→ **EXERCISE INSTRUCTIONS**
Pictures aside, the data must be reproduced exactly.

********************

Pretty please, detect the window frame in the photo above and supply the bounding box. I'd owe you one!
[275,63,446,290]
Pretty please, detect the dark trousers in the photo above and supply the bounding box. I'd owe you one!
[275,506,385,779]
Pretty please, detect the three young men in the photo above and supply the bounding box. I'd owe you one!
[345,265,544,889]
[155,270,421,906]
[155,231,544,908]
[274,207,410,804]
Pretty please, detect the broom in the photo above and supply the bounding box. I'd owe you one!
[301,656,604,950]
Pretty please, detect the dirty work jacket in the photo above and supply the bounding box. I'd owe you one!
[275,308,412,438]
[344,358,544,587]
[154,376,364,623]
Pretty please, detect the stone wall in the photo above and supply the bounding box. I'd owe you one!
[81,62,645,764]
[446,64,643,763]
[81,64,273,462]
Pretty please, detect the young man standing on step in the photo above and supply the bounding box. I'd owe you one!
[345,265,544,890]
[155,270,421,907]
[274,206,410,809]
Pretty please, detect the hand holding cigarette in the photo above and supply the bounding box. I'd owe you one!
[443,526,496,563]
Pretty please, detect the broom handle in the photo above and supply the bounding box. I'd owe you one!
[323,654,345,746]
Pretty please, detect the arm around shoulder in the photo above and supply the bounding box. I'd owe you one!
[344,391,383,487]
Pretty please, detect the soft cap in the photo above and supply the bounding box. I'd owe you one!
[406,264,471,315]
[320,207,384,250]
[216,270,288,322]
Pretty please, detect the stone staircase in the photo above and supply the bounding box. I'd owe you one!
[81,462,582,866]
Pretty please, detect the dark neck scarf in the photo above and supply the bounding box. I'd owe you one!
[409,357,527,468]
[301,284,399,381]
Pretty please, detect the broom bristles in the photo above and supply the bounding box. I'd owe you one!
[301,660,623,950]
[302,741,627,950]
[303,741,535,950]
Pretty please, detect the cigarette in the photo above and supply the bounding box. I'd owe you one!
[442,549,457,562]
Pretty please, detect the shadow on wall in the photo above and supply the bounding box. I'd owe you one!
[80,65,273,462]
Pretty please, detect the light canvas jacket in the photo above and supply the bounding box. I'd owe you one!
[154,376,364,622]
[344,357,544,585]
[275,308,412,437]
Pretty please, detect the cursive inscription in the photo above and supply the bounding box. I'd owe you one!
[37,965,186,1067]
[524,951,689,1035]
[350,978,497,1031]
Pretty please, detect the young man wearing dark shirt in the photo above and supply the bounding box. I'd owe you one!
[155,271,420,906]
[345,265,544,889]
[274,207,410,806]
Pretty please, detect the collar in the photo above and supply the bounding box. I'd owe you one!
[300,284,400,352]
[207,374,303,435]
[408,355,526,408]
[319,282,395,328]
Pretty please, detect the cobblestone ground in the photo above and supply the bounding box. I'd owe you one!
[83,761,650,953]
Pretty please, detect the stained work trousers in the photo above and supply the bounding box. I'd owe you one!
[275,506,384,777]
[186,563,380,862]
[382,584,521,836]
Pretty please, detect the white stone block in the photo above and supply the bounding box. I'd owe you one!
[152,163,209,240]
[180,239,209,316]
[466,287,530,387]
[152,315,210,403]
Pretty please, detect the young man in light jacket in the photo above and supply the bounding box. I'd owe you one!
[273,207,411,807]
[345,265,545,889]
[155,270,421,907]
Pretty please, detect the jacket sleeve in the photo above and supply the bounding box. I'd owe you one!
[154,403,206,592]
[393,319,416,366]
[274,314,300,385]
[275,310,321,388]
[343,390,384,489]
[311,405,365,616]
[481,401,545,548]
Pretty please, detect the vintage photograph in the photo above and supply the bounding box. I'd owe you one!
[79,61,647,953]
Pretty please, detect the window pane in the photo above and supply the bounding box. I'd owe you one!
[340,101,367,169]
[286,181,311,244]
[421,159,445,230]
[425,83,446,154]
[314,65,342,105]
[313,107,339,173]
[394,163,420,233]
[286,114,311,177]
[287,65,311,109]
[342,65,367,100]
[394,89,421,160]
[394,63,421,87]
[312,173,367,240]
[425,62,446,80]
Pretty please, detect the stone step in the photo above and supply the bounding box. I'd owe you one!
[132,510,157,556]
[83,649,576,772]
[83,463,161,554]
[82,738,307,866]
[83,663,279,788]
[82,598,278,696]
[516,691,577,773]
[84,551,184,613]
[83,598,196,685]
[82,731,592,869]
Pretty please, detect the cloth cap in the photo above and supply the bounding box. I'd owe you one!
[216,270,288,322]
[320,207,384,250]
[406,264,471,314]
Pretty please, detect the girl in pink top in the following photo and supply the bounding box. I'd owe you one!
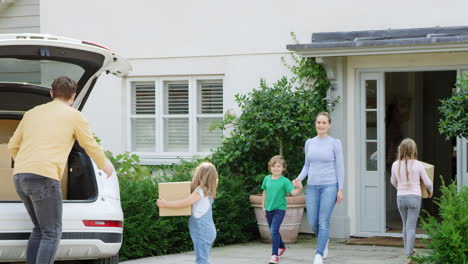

********************

→ **OUTPUT**
Pretty please, detect the window frame in the photo above and supply the bounding box. I'd owe you one!
[275,63,446,290]
Pretty please, detect the dark trousers in the photo above and supply the bounding box. I'd owe you one!
[275,506,385,779]
Pretty please, detect the three young men in the photo above and supply the bounding box. I'd owe you one!
[345,265,544,889]
[155,270,421,906]
[155,231,544,908]
[274,207,410,804]
Pretty please, detect the broom in the photo above and supply the bounding box. I'd owe you one!
[301,656,604,950]
Pretty please, detect the dirty work jacket in the photo above and supply the bounding box. I'd owe you one!
[275,308,412,438]
[344,358,544,587]
[154,376,364,623]
Pretty please, detect the stone wall in the photo above and supply the bounding box. I'd owe you one!
[81,62,645,764]
[446,64,643,763]
[81,64,273,462]
Pretty please, detect the young man standing on step in the photo above and supply the bounding box. I'd owe you one!
[345,265,544,890]
[155,270,421,907]
[274,206,410,809]
Pretty please, detect the hand holding cigarette in the photo above and supply the bounding box. I'd owe you one!
[443,526,496,563]
Pretty please, detect the broom handle in the photo above and supply the bounding box. I'd owe you one!
[323,654,345,746]
Pretty please, detect the arm around shoulder in the photo above and supply the bounding box. I'd owe you one!
[344,391,383,487]
Pretty please, detect the soft cap in the photo above and supply the bounding box. I'd owe you one!
[406,264,471,315]
[320,207,384,250]
[216,270,288,322]
Pretty please, detect the stone staircase in the photo above and supply the bounding box. I'd owe you one!
[81,462,582,866]
Pretty please, detect the dark neck scarf in the photo above and supply the bounding box. I'd owe you one!
[409,357,527,468]
[301,284,399,381]
Pretty please, detect the broom bristles in the photo above and supply the bounding box. I'd owe you one!
[301,660,623,950]
[302,741,627,950]
[303,741,535,950]
Pretty please, detect the cigarette in the photo above and supply the bounding box. I'd owe you one!
[442,549,457,562]
Pretty please, detect the shadow on wall in the photo above and supply the bounding box. I'd owe you one!
[80,65,273,462]
Pretty please, detect the light canvas jacket in the photo above and supply the bounding box. I'd owe you one!
[154,376,364,622]
[344,357,544,585]
[275,308,412,437]
Pretty please, detect the cursive inscription in the photo above and supply the bounding box. I'd owe you one!
[37,965,186,1067]
[524,951,689,1035]
[350,978,497,1031]
Pretty please, detect the young man wearing dark shirt in the photo above and supply the bounding box. I'd owe you one!
[155,271,420,906]
[345,265,544,889]
[274,207,410,806]
Pretty please, detect the collar in the photo above and supply the bounding box. I'd owe you one!
[300,284,400,352]
[207,374,303,435]
[408,355,526,408]
[319,282,395,328]
Pretty please, detect the cobblestone ground in the photo above and supply the bounding box. I'd owe you one!
[83,761,650,953]
Pretty please, detect the stained work trousers in the photo above and supply the bounding box. I'd owe you one!
[275,506,384,777]
[186,563,380,862]
[382,584,521,836]
Pretty please, detect the white stone block in the photo above and supply the bounding box. I'd owe you one!
[152,163,209,240]
[180,239,209,316]
[466,287,530,387]
[152,315,210,403]
Pretty please, detect the young man in light jacket in the photo above and supply the bounding box. I'd owe you one!
[273,207,411,807]
[345,265,545,889]
[155,270,421,907]
Pretty please, detect the jacket sleeve in the photo above and supply the bounding box. I'd owe you one!
[154,403,206,592]
[393,319,416,366]
[274,314,300,385]
[275,310,321,388]
[343,390,384,489]
[311,405,365,616]
[481,401,545,548]
Pretty please, detect the vintage photograph in the photo above and supply the bounding box. I'd owe you one!
[79,61,647,953]
Pretty please, detect the window pane in the photo above and supply the bounding box. I'd owe you one!
[340,101,367,169]
[286,181,311,244]
[421,159,445,230]
[425,83,446,154]
[314,65,342,105]
[313,107,339,173]
[394,163,420,233]
[286,114,311,177]
[287,65,311,109]
[342,65,367,100]
[394,89,421,160]
[394,63,421,87]
[312,173,367,240]
[425,62,446,80]
Pretty please, detect the stone step in the photo above and supply the bounding box. I'd owe you one!
[132,510,157,556]
[83,649,576,772]
[83,463,161,554]
[82,738,307,866]
[83,663,279,788]
[82,598,278,696]
[516,691,577,773]
[84,551,184,613]
[83,598,196,685]
[82,731,592,869]
Pretty please, detect the cloth cap in the photo above and supply the bounding box. I'd owe you one!
[216,270,288,322]
[320,207,384,250]
[406,264,471,314]
Pretty please, detect the girl in pink top in the following photo and supply the bounding box. I'd owe you one!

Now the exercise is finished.